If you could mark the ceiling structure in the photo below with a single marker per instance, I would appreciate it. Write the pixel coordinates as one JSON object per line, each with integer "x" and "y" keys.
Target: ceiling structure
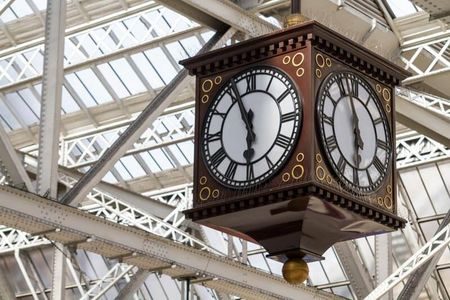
{"x": 126, "y": 151}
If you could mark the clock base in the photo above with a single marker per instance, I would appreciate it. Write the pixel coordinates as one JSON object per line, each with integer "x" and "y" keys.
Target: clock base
{"x": 302, "y": 226}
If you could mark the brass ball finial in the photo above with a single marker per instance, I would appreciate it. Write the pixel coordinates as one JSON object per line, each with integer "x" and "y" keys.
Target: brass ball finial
{"x": 295, "y": 270}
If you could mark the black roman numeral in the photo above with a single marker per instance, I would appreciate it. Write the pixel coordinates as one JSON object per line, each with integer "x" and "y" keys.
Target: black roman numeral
{"x": 340, "y": 84}
{"x": 231, "y": 170}
{"x": 282, "y": 141}
{"x": 288, "y": 117}
{"x": 378, "y": 164}
{"x": 331, "y": 143}
{"x": 250, "y": 172}
{"x": 383, "y": 145}
{"x": 214, "y": 137}
{"x": 341, "y": 164}
{"x": 218, "y": 157}
{"x": 282, "y": 96}
{"x": 222, "y": 115}
{"x": 251, "y": 82}
{"x": 328, "y": 120}
{"x": 269, "y": 162}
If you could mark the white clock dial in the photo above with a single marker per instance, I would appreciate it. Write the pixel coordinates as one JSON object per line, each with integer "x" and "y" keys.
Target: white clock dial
{"x": 354, "y": 131}
{"x": 251, "y": 127}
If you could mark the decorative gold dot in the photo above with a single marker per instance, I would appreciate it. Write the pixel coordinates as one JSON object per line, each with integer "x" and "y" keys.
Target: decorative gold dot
{"x": 205, "y": 99}
{"x": 378, "y": 88}
{"x": 318, "y": 157}
{"x": 205, "y": 193}
{"x": 388, "y": 108}
{"x": 380, "y": 201}
{"x": 300, "y": 72}
{"x": 318, "y": 73}
{"x": 320, "y": 60}
{"x": 218, "y": 79}
{"x": 297, "y": 172}
{"x": 320, "y": 173}
{"x": 389, "y": 189}
{"x": 207, "y": 85}
{"x": 297, "y": 59}
{"x": 388, "y": 202}
{"x": 386, "y": 94}
{"x": 286, "y": 177}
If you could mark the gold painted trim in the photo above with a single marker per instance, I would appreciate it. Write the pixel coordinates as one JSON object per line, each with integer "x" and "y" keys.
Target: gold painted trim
{"x": 322, "y": 171}
{"x": 322, "y": 63}
{"x": 297, "y": 64}
{"x": 301, "y": 73}
{"x": 202, "y": 195}
{"x": 205, "y": 99}
{"x": 297, "y": 176}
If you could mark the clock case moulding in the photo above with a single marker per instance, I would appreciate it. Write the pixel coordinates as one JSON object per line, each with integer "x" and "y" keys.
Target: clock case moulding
{"x": 303, "y": 213}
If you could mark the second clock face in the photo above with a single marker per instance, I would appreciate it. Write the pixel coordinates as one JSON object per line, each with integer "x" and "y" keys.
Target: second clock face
{"x": 251, "y": 127}
{"x": 354, "y": 131}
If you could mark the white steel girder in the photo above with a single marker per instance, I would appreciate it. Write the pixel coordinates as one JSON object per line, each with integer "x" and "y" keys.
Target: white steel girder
{"x": 135, "y": 130}
{"x": 19, "y": 209}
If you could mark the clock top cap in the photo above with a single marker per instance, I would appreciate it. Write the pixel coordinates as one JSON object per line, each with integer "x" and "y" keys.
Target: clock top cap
{"x": 292, "y": 38}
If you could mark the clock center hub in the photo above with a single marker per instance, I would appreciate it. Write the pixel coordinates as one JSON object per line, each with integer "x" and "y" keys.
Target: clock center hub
{"x": 265, "y": 122}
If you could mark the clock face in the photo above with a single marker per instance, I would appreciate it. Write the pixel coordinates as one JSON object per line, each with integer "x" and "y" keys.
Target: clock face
{"x": 251, "y": 127}
{"x": 354, "y": 131}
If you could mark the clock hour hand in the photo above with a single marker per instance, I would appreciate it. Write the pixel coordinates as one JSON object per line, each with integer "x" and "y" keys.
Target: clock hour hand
{"x": 246, "y": 116}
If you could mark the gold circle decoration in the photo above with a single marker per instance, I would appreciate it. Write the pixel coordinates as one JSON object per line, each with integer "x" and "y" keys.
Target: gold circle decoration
{"x": 380, "y": 201}
{"x": 318, "y": 157}
{"x": 218, "y": 79}
{"x": 388, "y": 108}
{"x": 297, "y": 172}
{"x": 205, "y": 99}
{"x": 389, "y": 189}
{"x": 318, "y": 73}
{"x": 300, "y": 72}
{"x": 386, "y": 94}
{"x": 298, "y": 62}
{"x": 205, "y": 193}
{"x": 320, "y": 173}
{"x": 388, "y": 202}
{"x": 320, "y": 60}
{"x": 378, "y": 88}
{"x": 207, "y": 85}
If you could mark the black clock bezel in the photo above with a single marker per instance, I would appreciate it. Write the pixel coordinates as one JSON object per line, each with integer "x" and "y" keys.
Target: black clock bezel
{"x": 287, "y": 154}
{"x": 347, "y": 184}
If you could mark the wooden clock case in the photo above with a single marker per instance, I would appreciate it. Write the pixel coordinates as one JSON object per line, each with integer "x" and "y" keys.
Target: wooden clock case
{"x": 303, "y": 209}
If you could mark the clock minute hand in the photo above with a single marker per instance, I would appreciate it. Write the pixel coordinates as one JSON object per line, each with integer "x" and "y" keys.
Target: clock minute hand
{"x": 358, "y": 141}
{"x": 245, "y": 116}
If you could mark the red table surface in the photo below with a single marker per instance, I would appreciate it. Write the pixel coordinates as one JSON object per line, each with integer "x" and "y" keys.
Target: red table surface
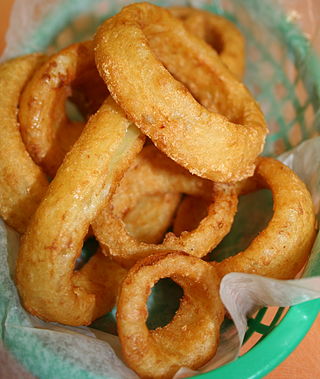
{"x": 304, "y": 362}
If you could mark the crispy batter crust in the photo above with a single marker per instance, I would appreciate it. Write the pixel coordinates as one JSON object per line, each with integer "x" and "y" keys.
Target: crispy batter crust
{"x": 22, "y": 182}
{"x": 218, "y": 32}
{"x": 53, "y": 241}
{"x": 191, "y": 338}
{"x": 46, "y": 130}
{"x": 281, "y": 250}
{"x": 139, "y": 52}
{"x": 154, "y": 171}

__________

— TASK DIRECTIONS —
Scan the listing above for the line that has "Target: clock center hub", then copy exactly from that line through the line that has "If you could mark the gold circle".

— YOUR SOLUTION —
Target: clock center hub
{"x": 265, "y": 122}
If you could mark the clock face in the photo above with a single marker per instance, I would appreciate it. Write the pixel coordinates as one JSON object per line, each with integer "x" and "y" keys.
Target: clock face
{"x": 251, "y": 127}
{"x": 354, "y": 131}
If you could mark the clock hour hand in the photo above with a single marker per instance, I would appreciate it. Write the pixel coordinates as one JSON object per line, each with integer "x" and "y" keys.
Target: clock hour hand
{"x": 246, "y": 116}
If you could mark the gold circle decoration in the photo above with a single marker per instance, I would appreciate it. Write the pixel coordinates as one JSON object per line, each with integer "x" and "y" keys.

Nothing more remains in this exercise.